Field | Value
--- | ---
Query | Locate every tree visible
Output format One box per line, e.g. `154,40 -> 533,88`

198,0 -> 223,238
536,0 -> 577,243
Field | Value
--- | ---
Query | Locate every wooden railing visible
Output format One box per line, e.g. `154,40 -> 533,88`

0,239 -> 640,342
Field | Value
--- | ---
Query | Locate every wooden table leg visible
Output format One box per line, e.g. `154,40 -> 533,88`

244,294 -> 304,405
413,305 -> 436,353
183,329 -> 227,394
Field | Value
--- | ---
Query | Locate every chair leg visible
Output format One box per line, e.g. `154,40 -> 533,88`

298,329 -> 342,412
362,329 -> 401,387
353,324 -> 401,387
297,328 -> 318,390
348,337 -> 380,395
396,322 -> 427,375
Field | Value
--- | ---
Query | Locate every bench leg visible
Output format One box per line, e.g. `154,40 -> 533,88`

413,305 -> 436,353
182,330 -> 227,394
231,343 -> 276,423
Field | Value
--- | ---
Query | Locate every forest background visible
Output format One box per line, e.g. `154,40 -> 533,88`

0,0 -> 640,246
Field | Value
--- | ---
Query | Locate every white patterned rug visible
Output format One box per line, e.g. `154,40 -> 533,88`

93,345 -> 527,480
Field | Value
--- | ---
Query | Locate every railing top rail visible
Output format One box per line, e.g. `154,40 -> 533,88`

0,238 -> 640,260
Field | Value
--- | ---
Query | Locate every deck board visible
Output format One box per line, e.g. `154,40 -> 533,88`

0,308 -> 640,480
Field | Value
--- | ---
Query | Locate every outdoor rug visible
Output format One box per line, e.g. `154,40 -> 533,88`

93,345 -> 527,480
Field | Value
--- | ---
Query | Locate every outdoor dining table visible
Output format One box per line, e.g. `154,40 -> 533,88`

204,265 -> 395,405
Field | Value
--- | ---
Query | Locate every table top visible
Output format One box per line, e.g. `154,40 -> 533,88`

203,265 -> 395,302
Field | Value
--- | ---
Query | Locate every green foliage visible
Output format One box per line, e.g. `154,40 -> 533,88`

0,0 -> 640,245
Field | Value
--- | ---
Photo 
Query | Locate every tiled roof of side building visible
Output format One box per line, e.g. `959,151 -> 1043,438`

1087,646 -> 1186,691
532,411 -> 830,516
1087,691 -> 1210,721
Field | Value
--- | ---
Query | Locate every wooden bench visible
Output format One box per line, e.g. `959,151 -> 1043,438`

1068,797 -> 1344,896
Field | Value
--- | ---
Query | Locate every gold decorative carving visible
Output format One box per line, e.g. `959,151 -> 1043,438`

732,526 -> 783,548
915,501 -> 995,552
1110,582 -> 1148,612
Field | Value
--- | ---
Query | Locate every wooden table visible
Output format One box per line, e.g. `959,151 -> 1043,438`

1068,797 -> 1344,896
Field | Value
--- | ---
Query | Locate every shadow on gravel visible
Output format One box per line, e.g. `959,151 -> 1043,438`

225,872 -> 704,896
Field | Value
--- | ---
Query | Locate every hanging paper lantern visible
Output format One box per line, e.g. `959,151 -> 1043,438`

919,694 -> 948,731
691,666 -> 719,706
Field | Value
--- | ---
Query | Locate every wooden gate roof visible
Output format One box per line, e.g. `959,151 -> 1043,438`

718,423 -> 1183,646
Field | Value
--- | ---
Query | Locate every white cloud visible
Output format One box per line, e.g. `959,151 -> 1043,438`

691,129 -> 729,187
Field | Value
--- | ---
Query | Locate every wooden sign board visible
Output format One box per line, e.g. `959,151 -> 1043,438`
-*-
* Your instructions *
Please reproduce every entry above line for line, changing nothing.

* Solution to the exercise *
Field | Value
--- | ---
Query | Locate every tree visible
Output format One box per line, e.g. `154,40 -> 533,88`

198,0 -> 223,238
536,0 -> 577,243
Field | Value
--- | ---
Query | Locate every wooden railing visible
Output format One box per line, e.g. `154,40 -> 533,88`

0,239 -> 640,342
Field | Value
--- | ---
Query | Locate every wooden table leg visible
Output format One box per line, e.g. `154,40 -> 533,88`

244,294 -> 304,405
413,305 -> 436,353
183,329 -> 227,394
Field | Value
--- | ---
Query | Locate every chair leg visible
Output format One box per line, e.g. `154,40 -> 533,88`

298,329 -> 342,412
362,329 -> 401,387
353,324 -> 401,387
297,328 -> 318,390
348,337 -> 380,395
396,322 -> 427,375
Field | Value
--- | ---
Query | Locate every bench leg visible
Output format One box per line, e.g. `154,40 -> 533,88`

413,305 -> 436,353
182,330 -> 227,394
231,343 -> 276,423
Field | Value
--- | ---
Query | Locate every forest background visible
Output format One box per line, e.g. `154,40 -> 533,88`

0,0 -> 640,246
Field | Value
--- | ---
Query | Locate every white patterned rug visible
Output format One box per line, e.g. `154,40 -> 533,88`

93,345 -> 527,480
Field | Value
--- | ---
Query | Locate every railing top rail visible
Output format One box per line, e.g. `154,40 -> 533,88`

0,238 -> 640,260
Field | Value
--- | ---
Query | Locate every deck board visible
Output format One box per line, e.g. `154,40 -> 533,88`

0,308 -> 640,480
Field | Value
--- | ---
Query | Locate every outdoor rug visible
Output format One box per line, e.g. `154,40 -> 533,88`

93,345 -> 527,480
Field | Value
--- | ---
Query | Locate every outdoor dining table visible
Output format One box per line, e.g. `154,40 -> 533,88`

204,265 -> 395,405
Field | Value
--- | ---
Query | Locate every table top visible
Output format One box per line, e.g. `154,40 -> 533,88`

203,265 -> 395,302
Field | Value
--- | ---
Query | Locate every green foliage visible
Output format One box per line, e.g. `154,40 -> 533,88`

0,0 -> 640,245
Field | Value
--- | ---
Photo 
Query | Locate every tiled roof of side building visible
Output format One box per line, e.g. `959,151 -> 1043,438`

1087,646 -> 1186,691
532,411 -> 830,516
1087,691 -> 1210,721
Field | Value
--- | ---
Query | Locate every wooden bench visible
Output format One box per line, e.g. `959,151 -> 1043,438`

1068,797 -> 1344,896
Field | Value
--- | ---
Query | Locate every gold decorative carving visible
Output format One box per line, e.g. `959,151 -> 1043,438`

732,526 -> 783,548
915,501 -> 995,552
1110,582 -> 1148,612
Field | Value
--- | ---
Query | Locate every wooden table visible
Output format One box per line, e.g. `959,151 -> 1043,438`

1068,797 -> 1344,896
Field | Value
--- | ---
Query | Locate every shadow on gravel visible
Output format One box per line, e.g. `959,151 -> 1043,438`

225,872 -> 704,896
Field | Value
--- | ---
Query | Locate every hanging paper lantern visible
Output format One box per line, e.g. `959,151 -> 1043,438`

919,694 -> 948,731
691,666 -> 719,706
Field | Value
--- | ---
Query | Locate every wooden gate roof visible
Output format One box per line, e.g. `959,151 -> 1043,438`

718,423 -> 1183,646
Field | Value
--- | ---
Query | Locate every white cloud visible
Output format One box per line, e.g. `959,151 -> 1043,438`

691,129 -> 729,187
Field | Value
--- | ---
Query | Locate every wooden sign board visible
Output format One box per line, e.g. `959,151 -> 1043,438`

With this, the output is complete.